## Short exercise A
Reproduce, word for word, the whole of the following message about testing ARM code in LLVM.

## Quoted text

[LLVMdev] Assuring ARM code quality in LLVM
Galina Kistanova
gkistanova at gmail.com
Mon Apr 11 13:24:42 PDT 2011
Hi Renato,
>I was recently investigating the build bot infrastructure and noticed
>that the arm-linux target is failing for quite a long time. I believe
>that it means ARM code is not executed all that often in LLVM tests,
>is that correct?
>We were wondering what kind of support we could give to make sure ARM
>code is correct and don't regress, specially before releases (I know
>it's a bit late for 2.9).
>We have thought about some routes:
> - Install some build slaves on our side, so you can test them (linux,
>bare-metal), if it's possible to cross-compile on build slaves.
It is possible.
We host several build slaves which cross compile. The issue with cross
compilation is that tests do support well the cross scenario. We are
working on this but it moves slower then we wish it would be.
>>From what you've listed, we only have v5T and one cortex A8. We could
>provide more A8/A9s, M3s (mBed) boards and also models of all
>variations possible.
>Does it make any difference running them here at ARM or locally on
>OSUOSL? We could easily help them get more boards, too...
Llvm lab seems is the right place to put them, so people could get an
access to boards for debugging.
As a general note, my observations shows that slow builds gets less
attention from the community then fast ones.
This could be an issue with small boards.
I have been tried native builds on a beagleboard, it took about 4
hours to build without the tests which is a bit too slow.
We will need to find a way to make ARM builds faster.
Thanks
Galina
On Fri, Apr 8, 2011 at 5:46 AM, Renato Golin <renato.golin at arm.com> wrote:
> On 8 April 2011 11:21, Xerxes Rånby <xerxes at zafena.se> wrote:
>> Hope this will help fix the regressions
>
> Hi Xerxes,
>
> I see you're the owner of that board, thanks for the detailed
> description of the tests.
>
> By what you say, I think that the board itself is serving its purpose,
> and 2.9 only got that regression because it wasn't fixed it in time.

## Short exercise B
From the listing below, report every line that contains the word "white".

## Source records
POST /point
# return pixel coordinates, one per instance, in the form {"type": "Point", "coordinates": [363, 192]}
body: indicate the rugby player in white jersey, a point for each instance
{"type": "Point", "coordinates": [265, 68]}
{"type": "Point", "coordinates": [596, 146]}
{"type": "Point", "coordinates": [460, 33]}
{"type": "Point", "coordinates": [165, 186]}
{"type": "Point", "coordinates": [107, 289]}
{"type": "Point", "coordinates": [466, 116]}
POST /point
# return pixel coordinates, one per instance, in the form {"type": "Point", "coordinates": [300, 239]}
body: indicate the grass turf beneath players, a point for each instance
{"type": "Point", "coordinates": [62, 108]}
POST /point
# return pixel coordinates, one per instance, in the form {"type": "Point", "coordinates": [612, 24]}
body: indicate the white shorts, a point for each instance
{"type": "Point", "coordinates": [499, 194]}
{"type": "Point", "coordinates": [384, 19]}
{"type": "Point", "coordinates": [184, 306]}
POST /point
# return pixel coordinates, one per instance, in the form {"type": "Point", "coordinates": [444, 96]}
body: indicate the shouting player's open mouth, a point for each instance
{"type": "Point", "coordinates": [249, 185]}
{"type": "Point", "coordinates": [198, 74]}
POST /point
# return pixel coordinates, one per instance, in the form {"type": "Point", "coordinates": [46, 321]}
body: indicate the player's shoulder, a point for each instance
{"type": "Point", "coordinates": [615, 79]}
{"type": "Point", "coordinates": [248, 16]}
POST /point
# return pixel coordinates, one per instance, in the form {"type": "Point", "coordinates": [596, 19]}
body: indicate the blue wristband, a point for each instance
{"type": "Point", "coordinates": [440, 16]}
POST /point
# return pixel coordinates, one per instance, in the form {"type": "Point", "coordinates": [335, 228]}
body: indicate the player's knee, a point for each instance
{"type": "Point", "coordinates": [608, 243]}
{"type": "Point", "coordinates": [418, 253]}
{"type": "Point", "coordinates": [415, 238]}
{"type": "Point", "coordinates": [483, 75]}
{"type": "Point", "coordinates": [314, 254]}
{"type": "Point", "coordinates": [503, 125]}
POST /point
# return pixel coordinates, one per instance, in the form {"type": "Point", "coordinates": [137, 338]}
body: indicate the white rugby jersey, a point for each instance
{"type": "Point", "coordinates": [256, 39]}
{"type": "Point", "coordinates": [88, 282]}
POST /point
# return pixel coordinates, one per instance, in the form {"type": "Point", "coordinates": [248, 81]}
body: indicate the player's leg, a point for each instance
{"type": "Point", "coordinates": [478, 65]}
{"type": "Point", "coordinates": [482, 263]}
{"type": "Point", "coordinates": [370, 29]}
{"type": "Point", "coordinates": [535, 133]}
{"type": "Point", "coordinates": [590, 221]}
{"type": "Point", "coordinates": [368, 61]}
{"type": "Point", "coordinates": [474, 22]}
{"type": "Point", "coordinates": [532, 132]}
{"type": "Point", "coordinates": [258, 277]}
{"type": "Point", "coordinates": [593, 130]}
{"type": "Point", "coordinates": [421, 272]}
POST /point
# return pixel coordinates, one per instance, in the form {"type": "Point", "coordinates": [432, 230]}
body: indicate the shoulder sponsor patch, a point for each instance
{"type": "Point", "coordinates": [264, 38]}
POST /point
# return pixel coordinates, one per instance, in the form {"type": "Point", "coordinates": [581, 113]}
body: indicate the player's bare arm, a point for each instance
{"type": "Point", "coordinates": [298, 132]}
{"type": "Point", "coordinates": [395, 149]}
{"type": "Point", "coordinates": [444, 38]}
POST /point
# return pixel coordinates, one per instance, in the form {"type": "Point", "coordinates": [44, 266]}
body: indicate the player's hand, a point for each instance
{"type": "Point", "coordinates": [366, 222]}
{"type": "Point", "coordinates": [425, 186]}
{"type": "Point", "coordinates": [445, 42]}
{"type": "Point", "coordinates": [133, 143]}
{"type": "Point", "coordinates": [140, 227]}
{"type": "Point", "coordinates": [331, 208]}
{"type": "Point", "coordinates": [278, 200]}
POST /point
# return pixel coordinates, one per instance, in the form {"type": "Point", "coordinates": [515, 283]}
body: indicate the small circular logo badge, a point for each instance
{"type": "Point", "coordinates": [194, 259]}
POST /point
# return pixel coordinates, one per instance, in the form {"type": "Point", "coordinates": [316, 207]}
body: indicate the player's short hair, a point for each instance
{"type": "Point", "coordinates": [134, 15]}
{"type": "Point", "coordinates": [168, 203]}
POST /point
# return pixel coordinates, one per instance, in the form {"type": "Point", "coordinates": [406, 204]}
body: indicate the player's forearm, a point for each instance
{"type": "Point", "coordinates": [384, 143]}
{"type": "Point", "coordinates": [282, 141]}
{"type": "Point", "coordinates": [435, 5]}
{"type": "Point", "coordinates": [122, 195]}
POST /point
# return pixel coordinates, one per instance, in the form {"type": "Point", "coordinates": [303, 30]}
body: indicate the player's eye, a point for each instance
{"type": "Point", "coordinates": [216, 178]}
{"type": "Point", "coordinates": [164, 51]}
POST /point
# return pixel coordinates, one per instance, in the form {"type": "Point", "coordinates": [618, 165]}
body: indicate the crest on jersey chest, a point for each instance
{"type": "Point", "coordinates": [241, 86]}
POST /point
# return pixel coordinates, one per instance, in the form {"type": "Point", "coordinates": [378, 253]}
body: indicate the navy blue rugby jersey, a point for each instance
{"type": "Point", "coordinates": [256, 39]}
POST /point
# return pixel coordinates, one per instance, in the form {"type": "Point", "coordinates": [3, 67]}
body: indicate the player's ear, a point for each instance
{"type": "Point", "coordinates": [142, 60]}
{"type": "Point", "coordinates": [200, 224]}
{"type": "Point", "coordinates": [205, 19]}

## Exercise answer A
[LLVMdev] Assuring ARM code quality in LLVM
Galina Kistanova
gkistanova at gmail.com
Mon Apr 11 13:24:42 PDT 2011
Hi Renato,
>I was recently investigating the build bot infrastructure and noticed
>that the arm-linux target is failing for quite a long time. I believe
>that it means ARM code is not executed all that often in LLVM tests,
>is that correct?
>We were wondering what kind of support we could give to make sure ARM
>code is correct and don't regress, specially before releases (I know
>it's a bit late for 2.9).
>We have thought about some routes:
> - Install some build slaves on our side, so you can test them (linux,
>bare-metal), if it's possible to cross-compile on build slaves.
It is possible.
We host several build slaves which cross compile. The issue with cross
compilation is that tests do support well the cross scenario. We are
working on this but it moves slower then we wish it would be.
>>From what you've listed, we only have v5T and one cortex A8. We could
>provide more A8/A9s, M3s (mBed) boards and also models of all
>variations possible.
>Does it make any difference running them here at ARM or locally on
>OSUOSL? We could easily help them get more boards, too...
Llvm lab seems is the right place to put them, so people could get an
access to boards for debugging.
As a general note, my observations shows that slow builds gets less
attention from the community then fast ones.
This could be an issue with small boards.
I have been tried native builds on a beagleboard, it took about 4
hours to build without the tests which is a bit too slow.
We will need to find a way to make ARM builds faster.
Thanks
Galina
On Fri, Apr 8, 2011 at 5:46 AM, Renato Golin <renato.golin at arm.com> wrote:
> On 8 April 2011 11:21, Xerxes Rånby <xerxes at zafena.se> wrote:
>> Hope this will help fix the regressions
>
> Hi Xerxes,
>
> I see you're the owner of that board, thanks for the detailed
> description of the tests.
>
> By what you say, I think that the board itself is serving its purpose,
> and 2.9 only got that regression because it wasn't fixed it in time.

## Exercise answer B
body: indicate the rugby player in white jersey, a point for each instance
body: indicate the white shorts, a point for each instance
body: indicate the white rugby jersey, a point for each instance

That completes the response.